### REQUEST:
Find every line in the entries below that contains the word "blade", and copy each of those lines.

* * * * * * *

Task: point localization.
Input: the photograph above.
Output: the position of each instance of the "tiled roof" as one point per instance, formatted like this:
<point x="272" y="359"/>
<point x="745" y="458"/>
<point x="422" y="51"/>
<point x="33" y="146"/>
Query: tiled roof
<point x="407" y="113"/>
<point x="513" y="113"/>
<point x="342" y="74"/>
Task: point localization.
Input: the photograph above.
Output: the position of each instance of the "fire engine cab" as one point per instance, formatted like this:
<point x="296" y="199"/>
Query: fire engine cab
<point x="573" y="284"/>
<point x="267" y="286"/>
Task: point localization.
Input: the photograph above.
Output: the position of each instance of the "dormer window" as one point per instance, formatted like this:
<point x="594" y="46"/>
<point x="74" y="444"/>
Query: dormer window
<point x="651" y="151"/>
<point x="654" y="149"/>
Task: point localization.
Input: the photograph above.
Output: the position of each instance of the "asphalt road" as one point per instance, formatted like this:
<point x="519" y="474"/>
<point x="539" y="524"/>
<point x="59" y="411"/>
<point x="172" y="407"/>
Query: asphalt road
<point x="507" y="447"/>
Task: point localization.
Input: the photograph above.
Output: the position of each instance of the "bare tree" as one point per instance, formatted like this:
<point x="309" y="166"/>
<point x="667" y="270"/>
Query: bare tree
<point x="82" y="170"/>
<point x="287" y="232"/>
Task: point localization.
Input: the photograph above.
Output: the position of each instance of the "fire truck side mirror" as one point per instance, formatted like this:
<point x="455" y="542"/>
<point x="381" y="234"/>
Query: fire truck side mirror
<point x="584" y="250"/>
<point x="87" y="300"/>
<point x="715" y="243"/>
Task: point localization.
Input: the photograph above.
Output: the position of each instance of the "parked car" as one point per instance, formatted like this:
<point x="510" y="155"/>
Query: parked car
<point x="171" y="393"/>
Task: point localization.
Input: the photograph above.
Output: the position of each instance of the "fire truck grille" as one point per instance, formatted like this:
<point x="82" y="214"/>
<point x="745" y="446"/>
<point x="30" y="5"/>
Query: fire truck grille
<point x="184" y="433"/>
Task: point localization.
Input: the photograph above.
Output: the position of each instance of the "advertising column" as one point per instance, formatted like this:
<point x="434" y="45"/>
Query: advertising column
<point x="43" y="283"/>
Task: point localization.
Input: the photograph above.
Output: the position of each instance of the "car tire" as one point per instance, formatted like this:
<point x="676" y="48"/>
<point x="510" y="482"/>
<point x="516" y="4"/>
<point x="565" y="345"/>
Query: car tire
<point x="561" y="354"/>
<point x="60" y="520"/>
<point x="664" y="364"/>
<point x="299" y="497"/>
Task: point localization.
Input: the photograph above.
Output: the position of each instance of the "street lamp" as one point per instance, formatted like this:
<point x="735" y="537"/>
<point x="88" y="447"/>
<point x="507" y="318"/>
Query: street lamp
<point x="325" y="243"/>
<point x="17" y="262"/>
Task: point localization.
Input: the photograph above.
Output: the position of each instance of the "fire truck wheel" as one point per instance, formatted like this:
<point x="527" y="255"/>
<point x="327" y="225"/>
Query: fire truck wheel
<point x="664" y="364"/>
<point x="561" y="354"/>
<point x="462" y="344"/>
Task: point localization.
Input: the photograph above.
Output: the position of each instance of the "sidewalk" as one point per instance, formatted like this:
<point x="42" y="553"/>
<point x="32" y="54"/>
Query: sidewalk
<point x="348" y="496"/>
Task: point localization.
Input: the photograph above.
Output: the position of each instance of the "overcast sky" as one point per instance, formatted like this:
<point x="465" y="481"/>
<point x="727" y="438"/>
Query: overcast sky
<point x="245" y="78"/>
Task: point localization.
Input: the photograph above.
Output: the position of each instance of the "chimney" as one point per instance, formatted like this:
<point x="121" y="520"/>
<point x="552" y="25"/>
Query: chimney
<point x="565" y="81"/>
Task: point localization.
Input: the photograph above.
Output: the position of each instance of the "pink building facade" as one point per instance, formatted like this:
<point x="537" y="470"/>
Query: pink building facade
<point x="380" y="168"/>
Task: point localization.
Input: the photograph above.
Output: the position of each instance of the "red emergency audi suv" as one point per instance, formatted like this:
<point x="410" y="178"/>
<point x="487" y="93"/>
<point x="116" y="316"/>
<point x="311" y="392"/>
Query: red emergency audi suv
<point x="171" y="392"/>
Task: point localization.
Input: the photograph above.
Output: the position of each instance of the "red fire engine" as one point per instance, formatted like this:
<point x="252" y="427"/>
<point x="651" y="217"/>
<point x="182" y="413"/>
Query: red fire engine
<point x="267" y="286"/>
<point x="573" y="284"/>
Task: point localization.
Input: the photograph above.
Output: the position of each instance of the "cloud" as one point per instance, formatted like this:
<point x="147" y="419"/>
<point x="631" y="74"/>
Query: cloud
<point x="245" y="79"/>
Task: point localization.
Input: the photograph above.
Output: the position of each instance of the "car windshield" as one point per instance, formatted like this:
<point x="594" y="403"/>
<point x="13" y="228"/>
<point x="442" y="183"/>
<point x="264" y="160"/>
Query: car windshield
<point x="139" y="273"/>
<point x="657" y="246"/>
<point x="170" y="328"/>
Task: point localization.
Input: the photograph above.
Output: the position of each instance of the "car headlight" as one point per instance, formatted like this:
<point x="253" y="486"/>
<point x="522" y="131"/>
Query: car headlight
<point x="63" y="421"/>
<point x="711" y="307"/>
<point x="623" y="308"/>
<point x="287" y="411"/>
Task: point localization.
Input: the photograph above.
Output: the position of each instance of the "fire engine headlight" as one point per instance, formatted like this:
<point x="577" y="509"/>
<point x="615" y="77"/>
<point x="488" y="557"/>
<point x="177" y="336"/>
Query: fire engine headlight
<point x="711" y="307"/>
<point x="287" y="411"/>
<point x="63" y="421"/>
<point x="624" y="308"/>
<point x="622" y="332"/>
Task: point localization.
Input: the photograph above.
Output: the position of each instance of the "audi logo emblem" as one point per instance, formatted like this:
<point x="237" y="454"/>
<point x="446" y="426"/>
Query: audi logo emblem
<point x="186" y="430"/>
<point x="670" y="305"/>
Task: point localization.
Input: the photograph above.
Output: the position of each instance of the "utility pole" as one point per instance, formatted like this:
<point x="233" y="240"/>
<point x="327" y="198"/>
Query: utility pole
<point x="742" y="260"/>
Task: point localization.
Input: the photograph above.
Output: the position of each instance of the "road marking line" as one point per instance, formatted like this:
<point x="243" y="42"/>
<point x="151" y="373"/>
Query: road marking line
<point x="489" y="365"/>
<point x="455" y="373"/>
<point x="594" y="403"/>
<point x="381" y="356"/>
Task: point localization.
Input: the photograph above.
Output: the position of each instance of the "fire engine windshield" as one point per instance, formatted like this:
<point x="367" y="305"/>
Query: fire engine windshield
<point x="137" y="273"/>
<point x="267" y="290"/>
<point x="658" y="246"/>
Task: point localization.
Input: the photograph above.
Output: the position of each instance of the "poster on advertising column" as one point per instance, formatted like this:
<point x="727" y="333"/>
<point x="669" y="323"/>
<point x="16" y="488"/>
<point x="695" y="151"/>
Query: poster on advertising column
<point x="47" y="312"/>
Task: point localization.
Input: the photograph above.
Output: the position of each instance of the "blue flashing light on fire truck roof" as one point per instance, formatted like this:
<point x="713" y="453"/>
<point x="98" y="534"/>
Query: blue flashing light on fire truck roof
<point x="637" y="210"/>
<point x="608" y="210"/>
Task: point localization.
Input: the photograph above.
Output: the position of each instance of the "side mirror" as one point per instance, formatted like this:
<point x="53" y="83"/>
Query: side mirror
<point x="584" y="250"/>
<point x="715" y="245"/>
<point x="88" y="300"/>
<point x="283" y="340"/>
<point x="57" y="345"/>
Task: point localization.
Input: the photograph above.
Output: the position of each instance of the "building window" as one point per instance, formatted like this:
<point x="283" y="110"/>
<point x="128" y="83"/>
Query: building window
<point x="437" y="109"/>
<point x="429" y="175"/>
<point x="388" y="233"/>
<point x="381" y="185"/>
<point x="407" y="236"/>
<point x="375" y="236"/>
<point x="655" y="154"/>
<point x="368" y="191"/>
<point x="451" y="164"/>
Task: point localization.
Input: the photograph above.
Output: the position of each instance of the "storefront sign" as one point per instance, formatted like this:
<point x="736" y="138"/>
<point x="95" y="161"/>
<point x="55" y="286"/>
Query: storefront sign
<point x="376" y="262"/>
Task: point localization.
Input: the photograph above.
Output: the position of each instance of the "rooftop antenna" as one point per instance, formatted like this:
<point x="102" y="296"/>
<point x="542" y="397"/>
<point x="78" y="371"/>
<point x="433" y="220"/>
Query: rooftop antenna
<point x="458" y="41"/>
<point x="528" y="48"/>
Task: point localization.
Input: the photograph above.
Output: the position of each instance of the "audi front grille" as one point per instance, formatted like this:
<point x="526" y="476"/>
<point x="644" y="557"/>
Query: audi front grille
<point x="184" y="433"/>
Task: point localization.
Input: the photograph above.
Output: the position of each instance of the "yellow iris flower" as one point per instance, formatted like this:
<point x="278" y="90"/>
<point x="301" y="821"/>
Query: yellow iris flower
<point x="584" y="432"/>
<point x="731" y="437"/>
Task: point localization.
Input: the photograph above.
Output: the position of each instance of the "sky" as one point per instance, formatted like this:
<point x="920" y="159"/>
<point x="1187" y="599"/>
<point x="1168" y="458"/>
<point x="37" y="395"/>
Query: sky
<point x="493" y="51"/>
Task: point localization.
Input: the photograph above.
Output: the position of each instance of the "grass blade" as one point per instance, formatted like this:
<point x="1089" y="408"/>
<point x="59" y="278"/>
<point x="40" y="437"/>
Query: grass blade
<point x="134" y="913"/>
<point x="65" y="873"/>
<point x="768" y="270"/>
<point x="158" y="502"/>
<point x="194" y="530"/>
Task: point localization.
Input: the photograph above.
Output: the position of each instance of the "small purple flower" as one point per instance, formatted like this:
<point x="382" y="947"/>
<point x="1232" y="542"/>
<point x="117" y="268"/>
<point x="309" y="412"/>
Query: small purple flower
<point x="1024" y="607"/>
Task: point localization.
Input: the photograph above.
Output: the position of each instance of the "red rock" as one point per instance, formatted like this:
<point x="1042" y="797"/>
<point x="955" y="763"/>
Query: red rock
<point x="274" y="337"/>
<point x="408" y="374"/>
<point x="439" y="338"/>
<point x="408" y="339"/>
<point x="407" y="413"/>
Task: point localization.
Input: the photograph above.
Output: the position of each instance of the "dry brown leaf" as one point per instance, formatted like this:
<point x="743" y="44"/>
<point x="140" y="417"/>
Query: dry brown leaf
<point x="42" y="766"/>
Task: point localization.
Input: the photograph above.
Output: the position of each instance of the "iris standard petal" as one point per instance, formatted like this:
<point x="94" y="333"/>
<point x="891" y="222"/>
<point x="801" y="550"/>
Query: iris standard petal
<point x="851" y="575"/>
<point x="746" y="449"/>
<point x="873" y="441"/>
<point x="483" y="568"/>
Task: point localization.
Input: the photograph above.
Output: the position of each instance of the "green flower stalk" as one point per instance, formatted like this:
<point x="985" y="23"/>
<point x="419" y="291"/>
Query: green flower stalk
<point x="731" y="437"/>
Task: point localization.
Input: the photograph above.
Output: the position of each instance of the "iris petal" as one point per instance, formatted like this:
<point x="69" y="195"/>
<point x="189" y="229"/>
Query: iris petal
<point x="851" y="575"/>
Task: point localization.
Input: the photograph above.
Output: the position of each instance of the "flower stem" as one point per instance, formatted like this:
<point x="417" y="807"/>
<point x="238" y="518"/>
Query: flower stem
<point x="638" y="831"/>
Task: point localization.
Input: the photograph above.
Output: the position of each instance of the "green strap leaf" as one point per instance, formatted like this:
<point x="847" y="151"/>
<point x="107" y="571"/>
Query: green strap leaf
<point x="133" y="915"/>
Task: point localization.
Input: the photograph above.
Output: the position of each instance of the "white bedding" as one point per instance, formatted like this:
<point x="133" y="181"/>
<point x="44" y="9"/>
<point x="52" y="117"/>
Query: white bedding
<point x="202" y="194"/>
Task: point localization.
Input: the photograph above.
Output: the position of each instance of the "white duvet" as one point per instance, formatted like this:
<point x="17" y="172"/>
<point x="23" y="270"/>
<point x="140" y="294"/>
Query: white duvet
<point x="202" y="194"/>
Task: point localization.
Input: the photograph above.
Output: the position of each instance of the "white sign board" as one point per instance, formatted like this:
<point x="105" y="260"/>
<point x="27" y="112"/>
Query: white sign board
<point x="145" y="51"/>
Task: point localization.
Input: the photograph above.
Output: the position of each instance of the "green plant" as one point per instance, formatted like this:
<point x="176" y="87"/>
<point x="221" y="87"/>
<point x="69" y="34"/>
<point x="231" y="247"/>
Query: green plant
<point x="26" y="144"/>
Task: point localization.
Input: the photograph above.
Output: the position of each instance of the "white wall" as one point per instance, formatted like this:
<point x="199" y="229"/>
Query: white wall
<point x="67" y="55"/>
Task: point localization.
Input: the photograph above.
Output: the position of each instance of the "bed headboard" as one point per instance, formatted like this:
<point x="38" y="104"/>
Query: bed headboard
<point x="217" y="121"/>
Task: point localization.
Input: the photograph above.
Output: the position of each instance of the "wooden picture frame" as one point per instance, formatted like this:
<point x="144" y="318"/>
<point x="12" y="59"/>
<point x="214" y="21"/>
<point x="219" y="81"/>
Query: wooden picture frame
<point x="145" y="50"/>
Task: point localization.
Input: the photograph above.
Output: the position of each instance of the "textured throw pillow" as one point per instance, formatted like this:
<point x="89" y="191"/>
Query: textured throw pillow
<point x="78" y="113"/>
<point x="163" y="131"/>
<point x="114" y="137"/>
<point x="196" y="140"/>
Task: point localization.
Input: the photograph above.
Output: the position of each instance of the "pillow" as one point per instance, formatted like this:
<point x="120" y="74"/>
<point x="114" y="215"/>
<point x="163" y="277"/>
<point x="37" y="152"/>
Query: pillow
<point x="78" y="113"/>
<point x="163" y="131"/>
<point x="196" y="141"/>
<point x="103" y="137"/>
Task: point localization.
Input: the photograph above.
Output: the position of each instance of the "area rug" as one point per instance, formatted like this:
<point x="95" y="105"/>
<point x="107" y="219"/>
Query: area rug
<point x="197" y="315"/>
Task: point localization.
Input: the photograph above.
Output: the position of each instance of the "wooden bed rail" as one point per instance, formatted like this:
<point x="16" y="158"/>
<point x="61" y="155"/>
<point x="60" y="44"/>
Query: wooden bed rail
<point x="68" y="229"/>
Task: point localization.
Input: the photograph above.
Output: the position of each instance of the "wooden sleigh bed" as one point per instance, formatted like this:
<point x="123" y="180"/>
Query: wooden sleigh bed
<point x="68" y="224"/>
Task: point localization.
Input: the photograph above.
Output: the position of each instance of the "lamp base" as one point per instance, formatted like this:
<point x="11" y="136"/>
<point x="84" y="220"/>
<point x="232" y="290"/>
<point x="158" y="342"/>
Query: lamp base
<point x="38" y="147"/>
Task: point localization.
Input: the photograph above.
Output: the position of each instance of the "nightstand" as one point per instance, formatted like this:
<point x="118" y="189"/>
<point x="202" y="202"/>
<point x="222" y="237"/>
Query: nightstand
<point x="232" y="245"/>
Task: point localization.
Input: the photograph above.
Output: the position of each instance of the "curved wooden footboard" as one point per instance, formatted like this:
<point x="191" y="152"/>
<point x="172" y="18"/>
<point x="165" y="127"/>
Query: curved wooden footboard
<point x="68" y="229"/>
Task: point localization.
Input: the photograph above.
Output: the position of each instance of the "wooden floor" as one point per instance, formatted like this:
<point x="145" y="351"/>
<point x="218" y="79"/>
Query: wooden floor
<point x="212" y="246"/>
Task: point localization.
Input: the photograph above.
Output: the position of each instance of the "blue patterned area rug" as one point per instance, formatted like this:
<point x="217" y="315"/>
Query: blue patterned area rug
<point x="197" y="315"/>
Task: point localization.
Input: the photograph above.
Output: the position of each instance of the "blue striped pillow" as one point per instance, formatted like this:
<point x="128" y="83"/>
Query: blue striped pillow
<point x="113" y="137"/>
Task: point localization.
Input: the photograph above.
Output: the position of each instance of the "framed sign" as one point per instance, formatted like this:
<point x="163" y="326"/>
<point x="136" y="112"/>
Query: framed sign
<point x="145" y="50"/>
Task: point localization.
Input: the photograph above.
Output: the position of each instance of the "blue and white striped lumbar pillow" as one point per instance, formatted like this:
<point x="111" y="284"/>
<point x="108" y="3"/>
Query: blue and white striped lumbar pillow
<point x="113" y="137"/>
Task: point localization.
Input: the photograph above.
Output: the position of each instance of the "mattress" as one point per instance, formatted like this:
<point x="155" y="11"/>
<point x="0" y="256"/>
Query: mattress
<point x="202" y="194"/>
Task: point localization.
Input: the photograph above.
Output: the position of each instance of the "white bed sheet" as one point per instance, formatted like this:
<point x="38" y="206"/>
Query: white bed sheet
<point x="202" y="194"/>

* * * * * * *

### FULL RESPONSE:
Output: the position of each instance of the "grass blade" as one point per instance, formatted like this:
Query: grass blade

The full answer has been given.